Express the records below as a JSON list of strings, one string per line and no blank lines, covering every record but leaving out the pictures.
##############################
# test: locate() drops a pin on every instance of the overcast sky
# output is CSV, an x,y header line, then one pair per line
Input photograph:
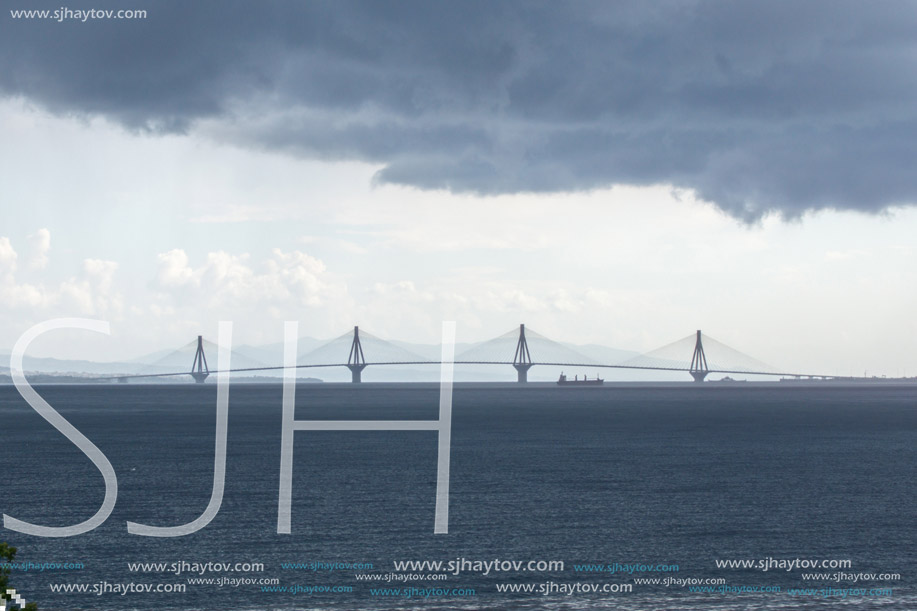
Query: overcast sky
x,y
608,172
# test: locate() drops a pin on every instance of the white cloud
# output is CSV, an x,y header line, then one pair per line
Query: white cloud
x,y
225,278
40,244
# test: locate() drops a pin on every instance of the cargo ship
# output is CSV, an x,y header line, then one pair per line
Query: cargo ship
x,y
563,380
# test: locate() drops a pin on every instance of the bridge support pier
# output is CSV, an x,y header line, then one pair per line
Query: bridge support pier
x,y
699,368
522,373
356,362
356,373
522,360
199,369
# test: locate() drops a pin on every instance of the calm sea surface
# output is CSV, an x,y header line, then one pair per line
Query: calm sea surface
x,y
664,475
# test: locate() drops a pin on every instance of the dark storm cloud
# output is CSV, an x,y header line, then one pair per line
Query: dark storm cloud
x,y
758,106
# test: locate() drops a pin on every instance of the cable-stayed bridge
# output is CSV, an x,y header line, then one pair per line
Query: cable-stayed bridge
x,y
697,355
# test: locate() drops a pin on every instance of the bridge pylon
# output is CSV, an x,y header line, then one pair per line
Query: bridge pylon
x,y
199,369
522,360
699,368
356,362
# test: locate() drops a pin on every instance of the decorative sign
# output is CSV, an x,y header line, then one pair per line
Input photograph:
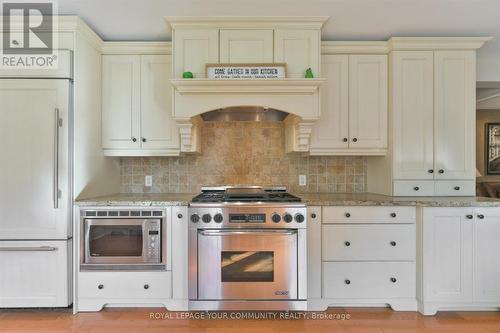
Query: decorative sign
x,y
246,71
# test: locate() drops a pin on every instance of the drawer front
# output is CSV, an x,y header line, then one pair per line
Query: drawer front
x,y
368,242
368,214
368,280
414,188
455,188
125,285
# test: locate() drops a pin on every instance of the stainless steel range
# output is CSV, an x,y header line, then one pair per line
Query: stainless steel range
x,y
247,250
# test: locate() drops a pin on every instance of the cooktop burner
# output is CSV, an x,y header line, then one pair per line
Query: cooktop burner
x,y
244,194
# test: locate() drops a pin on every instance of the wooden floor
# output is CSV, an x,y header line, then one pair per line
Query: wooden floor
x,y
139,321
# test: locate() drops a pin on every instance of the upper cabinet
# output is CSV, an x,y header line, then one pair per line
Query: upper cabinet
x,y
193,49
137,106
354,106
246,46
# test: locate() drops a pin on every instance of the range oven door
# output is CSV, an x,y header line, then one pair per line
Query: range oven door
x,y
122,241
247,264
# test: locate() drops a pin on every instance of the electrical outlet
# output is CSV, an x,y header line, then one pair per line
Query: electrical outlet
x,y
148,181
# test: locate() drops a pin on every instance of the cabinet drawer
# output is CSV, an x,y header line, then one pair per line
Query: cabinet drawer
x,y
368,280
414,188
125,285
368,242
368,214
455,188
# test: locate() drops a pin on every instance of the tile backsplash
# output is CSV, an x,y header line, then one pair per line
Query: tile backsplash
x,y
235,153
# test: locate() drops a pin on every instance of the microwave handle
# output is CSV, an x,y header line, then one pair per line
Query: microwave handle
x,y
247,232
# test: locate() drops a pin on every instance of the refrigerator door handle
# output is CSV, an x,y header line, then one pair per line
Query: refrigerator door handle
x,y
56,159
28,248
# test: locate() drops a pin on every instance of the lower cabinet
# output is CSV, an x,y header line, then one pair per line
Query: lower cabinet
x,y
35,274
459,262
362,256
##############################
RESPONSE FOR THIS EXERCISE >>
[
  "# test: locate() drops a pin on every instance of the overcast sky",
  "# output is CSV, an x,y header line, then one pair per line",
  "Input photograph:",
  "Query: overcast sky",
  "x,y",
  "608,172",
  "# test: locate() drops a pin on every instance of the white cloud",
  "# output is CSV, an x,y header line, then one pair per line",
  "Query: white cloud",
  "x,y",
  "225,278",
  "40,244",
  "# test: locate() drops a pin on every instance of the cargo ship",
  "# output is CSV, an x,y header line, then one pair per line",
  "Query: cargo ship",
  "x,y",
  "563,380",
  "# test: locate() drops a pin on every instance of the bridge support pier",
  "# output is CSV, an x,y header line, then one pair per line",
  "Query: bridge support pier",
  "x,y",
  "699,368",
  "522,373",
  "356,362",
  "356,373",
  "522,360",
  "199,369",
  "# test: locate() drops a pin on every instance of the calm sea surface",
  "# output is CSV, an x,y header line, then one pair per line",
  "Query: calm sea surface",
  "x,y",
  "664,475",
  "# test: locate() drops a pin on every instance of the dark storm cloud",
  "# output is CSV, an x,y header line, then one pair per line",
  "Query: dark storm cloud",
  "x,y",
  "758,106",
  "# test: locate() drops a pin on every instance of the cable-stayed bridge",
  "# output is CSV, an x,y header line, then one pair per line",
  "Query: cable-stayed bridge",
  "x,y",
  "697,355",
  "# test: locate() drops a pin on every instance of the bridge pylon",
  "# output is CSV, an x,y header line, then one pair per line",
  "Query: bridge pylon",
  "x,y",
  "199,369",
  "522,360",
  "699,368",
  "356,362",
  "# test: locate() drops a pin on every instance of the decorative sign",
  "# output is CSV, an x,y header line, then one pair per line",
  "Input photograph:",
  "Query: decorative sign",
  "x,y",
  "246,71",
  "# test: locate() drops a pin on every instance of the drawer front",
  "# output is CSV, an x,y header line, then one pair per line",
  "Query: drawer front",
  "x,y",
  "368,242",
  "368,214",
  "368,280",
  "414,188",
  "455,188",
  "125,285",
  "# test: locate() drops a pin on every instance of the stainless steel range",
  "# output is CSV, an x,y header line, then one pair per line",
  "Query: stainless steel range",
  "x,y",
  "247,250",
  "# test: locate() drops a pin on every instance of the cooktop burner",
  "# output is CSV, an x,y header line, then one pair per line",
  "Query: cooktop burner",
  "x,y",
  "244,194",
  "# test: locate() drops a pin on every instance of the wooden floor",
  "# output is CSV, an x,y header line, then one pair per line",
  "Query: wooden floor",
  "x,y",
  "139,321",
  "# test: locate() drops a pin on every instance of the upper cabinet",
  "# output is CSV, an x,y header line, then one pair per line",
  "Query: upper cabinet",
  "x,y",
  "193,49",
  "137,106",
  "354,106",
  "246,46",
  "# test: locate() drops a pin on every instance of the range oven door",
  "# output is CSV, an x,y header line, then one pair per line",
  "Query: range oven door",
  "x,y",
  "122,241",
  "247,264",
  "# test: locate() drops a pin on every instance of the electrical outlet",
  "# output is CSV, an x,y header line, then one pair per line",
  "Query: electrical outlet",
  "x,y",
  "148,181",
  "# test: locate() drops a pin on every instance of the cabinet drawer",
  "# output is CSV, an x,y header line, then one pair per line",
  "Query: cabinet drawer",
  "x,y",
  "368,280",
  "414,188",
  "125,285",
  "368,242",
  "368,214",
  "455,188",
  "# test: locate() drops a pin on every instance of the tile backsplash",
  "# output is CSV, an x,y header line, then one pair per line",
  "Query: tile backsplash",
  "x,y",
  "235,153",
  "# test: locate() drops a pin on every instance of the microwave handle",
  "# output is CSV, an x,y header line, then one pair per line",
  "Query: microwave handle",
  "x,y",
  "247,232",
  "# test: locate() drops a pin on every instance of the refrigerator door handle",
  "# output is CSV, an x,y header line, then one pair per line",
  "Query: refrigerator door handle",
  "x,y",
  "56,159",
  "28,248",
  "# test: locate() drops a pin on every instance of the lower cabinet",
  "# output is CSV, an x,y header line, then one pair per line",
  "Query: lower cabinet",
  "x,y",
  "35,274",
  "459,262",
  "362,256"
]